- [WORK REQUIRED] Write out all of the lines below, exactly and completely.

[Stored entries]
== Segment start ==
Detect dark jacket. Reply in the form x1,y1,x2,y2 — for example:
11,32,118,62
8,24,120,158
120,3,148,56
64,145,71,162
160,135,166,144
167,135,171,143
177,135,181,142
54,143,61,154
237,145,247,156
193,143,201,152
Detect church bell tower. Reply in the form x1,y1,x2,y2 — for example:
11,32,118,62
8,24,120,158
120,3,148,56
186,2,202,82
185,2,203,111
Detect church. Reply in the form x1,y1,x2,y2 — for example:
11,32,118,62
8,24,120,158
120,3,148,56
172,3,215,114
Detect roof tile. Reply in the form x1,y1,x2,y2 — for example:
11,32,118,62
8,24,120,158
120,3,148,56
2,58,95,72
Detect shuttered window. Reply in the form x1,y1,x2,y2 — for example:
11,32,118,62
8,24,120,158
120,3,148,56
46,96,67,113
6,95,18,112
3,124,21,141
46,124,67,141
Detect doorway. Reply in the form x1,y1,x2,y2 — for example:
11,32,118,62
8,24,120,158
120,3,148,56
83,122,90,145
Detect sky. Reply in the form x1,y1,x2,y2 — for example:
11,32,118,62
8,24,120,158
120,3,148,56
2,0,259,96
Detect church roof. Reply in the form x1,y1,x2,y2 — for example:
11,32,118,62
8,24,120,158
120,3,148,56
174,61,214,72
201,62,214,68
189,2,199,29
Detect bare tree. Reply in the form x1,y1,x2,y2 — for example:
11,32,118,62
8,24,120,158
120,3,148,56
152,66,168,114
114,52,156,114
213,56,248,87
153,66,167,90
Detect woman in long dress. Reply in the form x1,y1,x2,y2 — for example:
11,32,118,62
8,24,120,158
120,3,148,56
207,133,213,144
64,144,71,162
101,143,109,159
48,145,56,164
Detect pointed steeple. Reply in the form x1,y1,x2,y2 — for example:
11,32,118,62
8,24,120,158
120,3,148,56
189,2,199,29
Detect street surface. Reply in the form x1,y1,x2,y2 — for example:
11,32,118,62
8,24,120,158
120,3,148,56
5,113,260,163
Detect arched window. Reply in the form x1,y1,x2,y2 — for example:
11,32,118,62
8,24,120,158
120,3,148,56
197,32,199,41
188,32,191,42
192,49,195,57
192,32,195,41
== Segment end ==
- [EXPECTED ANSWER]
Detect dark jacket. Reply in the form x1,y1,x2,y2 — for example:
11,32,118,62
8,24,120,158
120,3,148,56
64,145,71,162
160,135,166,144
167,135,171,143
177,135,181,142
54,143,61,154
237,145,247,156
193,143,201,152
Detect church bell tower. Reply in the form x1,y1,x2,y2 — for example:
11,32,118,62
8,24,120,158
120,3,148,56
186,2,202,82
185,2,203,111
Detect church. Reply in the form x1,y1,x2,y2 — for example:
11,32,118,62
8,24,120,158
120,3,148,56
172,3,215,114
Detect roof tile. Reply in the form x1,y1,x2,y2 — for example:
11,32,118,62
8,24,120,158
120,3,148,56
2,58,95,72
Detect shuttered window. Reply in the form x1,y1,x2,y2 — for example:
11,32,118,62
8,24,120,158
120,3,148,56
46,96,67,113
6,95,18,112
3,124,21,141
46,124,67,141
Detect doorway. Reply in the form x1,y1,x2,y2 — for example:
11,32,118,62
8,24,120,158
120,3,148,56
83,122,90,145
Detect sky. Reply in the form x1,y1,x2,y2 — for example:
11,32,118,62
8,24,120,158
120,3,148,56
2,0,259,96
Detect church roof. Reply in the form x1,y1,x2,y2 — for example:
11,32,118,62
8,24,120,158
120,3,148,56
174,61,214,72
201,62,214,68
189,2,199,29
Detect bare tree. Reply in the form x1,y1,x2,y2 — for example:
11,32,118,62
8,24,120,158
120,3,148,56
152,66,168,114
114,52,156,114
213,56,248,87
153,66,167,90
Detect woman in long dress. Reply in the form x1,y1,x2,y2 — for example:
11,32,118,62
8,24,120,158
120,3,148,56
207,133,213,144
64,144,71,162
101,143,109,159
48,145,56,164
Detect pointed steeple. Reply in the form x1,y1,x2,y2 — for example:
11,32,118,62
8,24,120,158
120,3,148,56
189,2,199,29
Detect street surface. Reply in the form x1,y1,x2,y2 — for example:
11,32,118,62
8,24,120,158
120,3,148,56
5,113,260,163
Detect arched window. Reply in the form x1,y1,x2,y2 — for example:
11,32,118,62
8,24,120,158
120,3,148,56
197,32,199,41
188,32,191,42
192,49,195,57
192,32,195,41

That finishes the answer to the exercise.